- TASK BRIEF -
From the records below, transcribe only the lines running from the one with "Target: composite decking" through the one with "Target: water". Keep both of those end lines.

- Stored entries -
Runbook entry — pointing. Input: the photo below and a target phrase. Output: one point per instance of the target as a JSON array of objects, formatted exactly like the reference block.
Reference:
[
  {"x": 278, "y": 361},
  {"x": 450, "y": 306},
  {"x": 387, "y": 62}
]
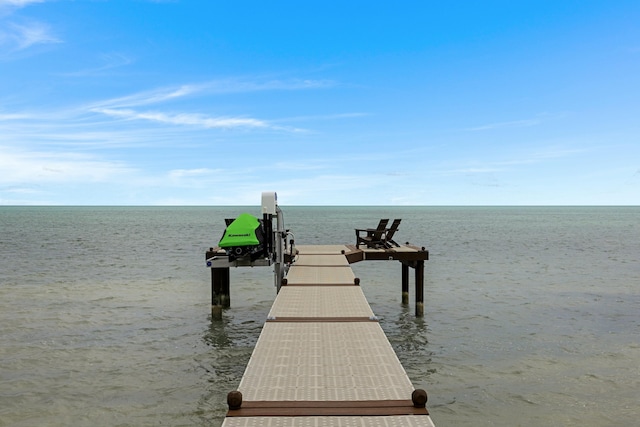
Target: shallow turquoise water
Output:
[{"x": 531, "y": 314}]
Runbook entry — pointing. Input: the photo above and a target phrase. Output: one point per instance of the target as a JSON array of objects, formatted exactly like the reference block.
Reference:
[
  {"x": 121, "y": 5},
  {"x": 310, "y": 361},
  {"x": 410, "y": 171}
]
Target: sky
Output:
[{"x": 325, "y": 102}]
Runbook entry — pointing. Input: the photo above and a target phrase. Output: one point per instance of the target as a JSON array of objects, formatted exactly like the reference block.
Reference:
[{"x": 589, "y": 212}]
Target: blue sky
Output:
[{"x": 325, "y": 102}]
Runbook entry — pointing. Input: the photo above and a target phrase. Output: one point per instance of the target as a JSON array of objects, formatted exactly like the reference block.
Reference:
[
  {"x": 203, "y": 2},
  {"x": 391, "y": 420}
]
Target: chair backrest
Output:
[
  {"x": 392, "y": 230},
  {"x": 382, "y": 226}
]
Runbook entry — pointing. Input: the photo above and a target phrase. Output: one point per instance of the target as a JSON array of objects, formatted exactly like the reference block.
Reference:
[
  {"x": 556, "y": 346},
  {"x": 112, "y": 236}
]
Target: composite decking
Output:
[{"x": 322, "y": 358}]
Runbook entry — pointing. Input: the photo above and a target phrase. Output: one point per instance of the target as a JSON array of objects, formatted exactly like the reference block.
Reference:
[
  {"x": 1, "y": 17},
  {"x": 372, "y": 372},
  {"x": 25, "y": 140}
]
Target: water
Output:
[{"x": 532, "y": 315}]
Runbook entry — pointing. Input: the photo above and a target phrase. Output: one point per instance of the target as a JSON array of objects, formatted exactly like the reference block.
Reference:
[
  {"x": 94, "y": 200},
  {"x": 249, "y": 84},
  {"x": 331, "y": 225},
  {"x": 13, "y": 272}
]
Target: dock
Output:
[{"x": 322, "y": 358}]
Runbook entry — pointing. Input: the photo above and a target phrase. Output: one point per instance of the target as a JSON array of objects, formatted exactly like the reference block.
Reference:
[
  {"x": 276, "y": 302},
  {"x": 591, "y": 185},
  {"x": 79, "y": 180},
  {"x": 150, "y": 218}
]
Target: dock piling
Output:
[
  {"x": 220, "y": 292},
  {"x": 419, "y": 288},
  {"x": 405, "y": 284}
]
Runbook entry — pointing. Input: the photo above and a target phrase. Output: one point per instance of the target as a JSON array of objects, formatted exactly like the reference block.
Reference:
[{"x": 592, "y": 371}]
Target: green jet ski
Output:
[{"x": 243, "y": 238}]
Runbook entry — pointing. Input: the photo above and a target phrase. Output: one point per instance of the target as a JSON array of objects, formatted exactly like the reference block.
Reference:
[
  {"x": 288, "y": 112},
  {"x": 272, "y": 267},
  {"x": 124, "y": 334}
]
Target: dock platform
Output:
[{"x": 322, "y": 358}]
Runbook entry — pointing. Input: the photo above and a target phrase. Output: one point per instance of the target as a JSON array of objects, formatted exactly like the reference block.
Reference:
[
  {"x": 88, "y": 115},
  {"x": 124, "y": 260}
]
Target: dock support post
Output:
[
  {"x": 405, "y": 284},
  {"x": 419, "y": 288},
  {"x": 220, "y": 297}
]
...
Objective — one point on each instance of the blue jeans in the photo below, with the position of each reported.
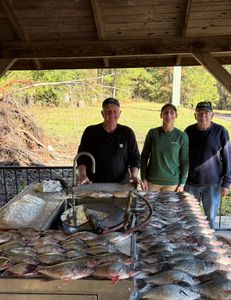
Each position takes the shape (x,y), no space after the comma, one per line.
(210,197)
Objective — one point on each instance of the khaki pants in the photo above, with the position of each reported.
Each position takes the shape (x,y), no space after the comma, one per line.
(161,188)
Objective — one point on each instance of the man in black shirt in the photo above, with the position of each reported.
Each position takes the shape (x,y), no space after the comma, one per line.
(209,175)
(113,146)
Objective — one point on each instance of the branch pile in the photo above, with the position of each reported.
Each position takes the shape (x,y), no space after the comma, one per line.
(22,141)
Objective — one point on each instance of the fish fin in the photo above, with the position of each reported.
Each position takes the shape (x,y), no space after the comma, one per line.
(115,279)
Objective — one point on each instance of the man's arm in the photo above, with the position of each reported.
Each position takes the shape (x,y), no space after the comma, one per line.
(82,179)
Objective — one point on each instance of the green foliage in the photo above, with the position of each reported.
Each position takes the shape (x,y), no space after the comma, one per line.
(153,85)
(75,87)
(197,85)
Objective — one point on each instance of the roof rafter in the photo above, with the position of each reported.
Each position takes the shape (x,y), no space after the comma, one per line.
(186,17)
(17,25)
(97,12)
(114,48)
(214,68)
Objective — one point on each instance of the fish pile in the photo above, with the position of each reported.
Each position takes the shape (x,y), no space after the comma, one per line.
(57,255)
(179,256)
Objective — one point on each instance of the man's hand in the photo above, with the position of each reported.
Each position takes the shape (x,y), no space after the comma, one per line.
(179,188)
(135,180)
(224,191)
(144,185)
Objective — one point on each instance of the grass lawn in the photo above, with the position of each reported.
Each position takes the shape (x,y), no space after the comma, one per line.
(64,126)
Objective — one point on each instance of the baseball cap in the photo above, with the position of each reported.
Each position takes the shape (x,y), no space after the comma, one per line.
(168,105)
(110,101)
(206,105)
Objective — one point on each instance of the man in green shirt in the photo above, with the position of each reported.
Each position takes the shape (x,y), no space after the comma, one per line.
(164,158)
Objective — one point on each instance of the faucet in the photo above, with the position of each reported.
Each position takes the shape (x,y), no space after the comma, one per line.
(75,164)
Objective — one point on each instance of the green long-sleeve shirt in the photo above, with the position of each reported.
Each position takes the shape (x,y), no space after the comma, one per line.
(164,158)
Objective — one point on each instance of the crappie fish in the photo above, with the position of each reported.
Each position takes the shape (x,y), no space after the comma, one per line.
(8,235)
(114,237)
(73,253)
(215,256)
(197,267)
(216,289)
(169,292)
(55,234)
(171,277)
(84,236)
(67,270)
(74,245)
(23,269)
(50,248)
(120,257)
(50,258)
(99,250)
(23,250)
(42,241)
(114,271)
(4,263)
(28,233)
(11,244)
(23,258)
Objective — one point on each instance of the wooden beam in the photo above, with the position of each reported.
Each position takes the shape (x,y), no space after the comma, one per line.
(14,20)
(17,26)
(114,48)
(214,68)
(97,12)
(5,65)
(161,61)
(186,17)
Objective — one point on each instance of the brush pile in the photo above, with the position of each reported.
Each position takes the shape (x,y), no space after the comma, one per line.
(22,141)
--
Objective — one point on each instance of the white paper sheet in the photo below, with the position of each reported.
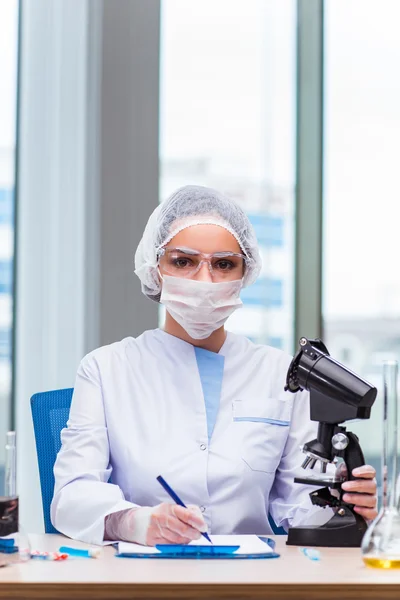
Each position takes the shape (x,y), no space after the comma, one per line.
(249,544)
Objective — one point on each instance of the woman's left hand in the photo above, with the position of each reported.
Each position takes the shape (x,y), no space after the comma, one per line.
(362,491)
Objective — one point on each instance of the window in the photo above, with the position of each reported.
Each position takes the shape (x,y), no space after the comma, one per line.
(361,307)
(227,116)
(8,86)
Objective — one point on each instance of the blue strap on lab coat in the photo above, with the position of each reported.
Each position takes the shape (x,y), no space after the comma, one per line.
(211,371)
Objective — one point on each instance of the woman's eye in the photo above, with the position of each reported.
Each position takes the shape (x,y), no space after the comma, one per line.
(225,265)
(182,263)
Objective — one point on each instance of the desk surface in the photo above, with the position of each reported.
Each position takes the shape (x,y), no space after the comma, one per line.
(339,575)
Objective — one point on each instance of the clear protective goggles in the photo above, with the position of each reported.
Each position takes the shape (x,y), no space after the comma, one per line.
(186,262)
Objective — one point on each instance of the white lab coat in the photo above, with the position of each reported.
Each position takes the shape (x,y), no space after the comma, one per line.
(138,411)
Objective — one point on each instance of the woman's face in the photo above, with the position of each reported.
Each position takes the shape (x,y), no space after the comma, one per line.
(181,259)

- OUTPUT FOR THIS EXERCISE -
Target: composite decking
Output:
[{"x": 322, "y": 358}]
Runbook entry — pointing. Input: the photo above and a target phrase. Output: one point per instance of the target as a JSON array of objects, formatted exactly like the reference block.
Reference:
[
  {"x": 1, "y": 17},
  {"x": 372, "y": 372},
  {"x": 25, "y": 140}
]
Target: water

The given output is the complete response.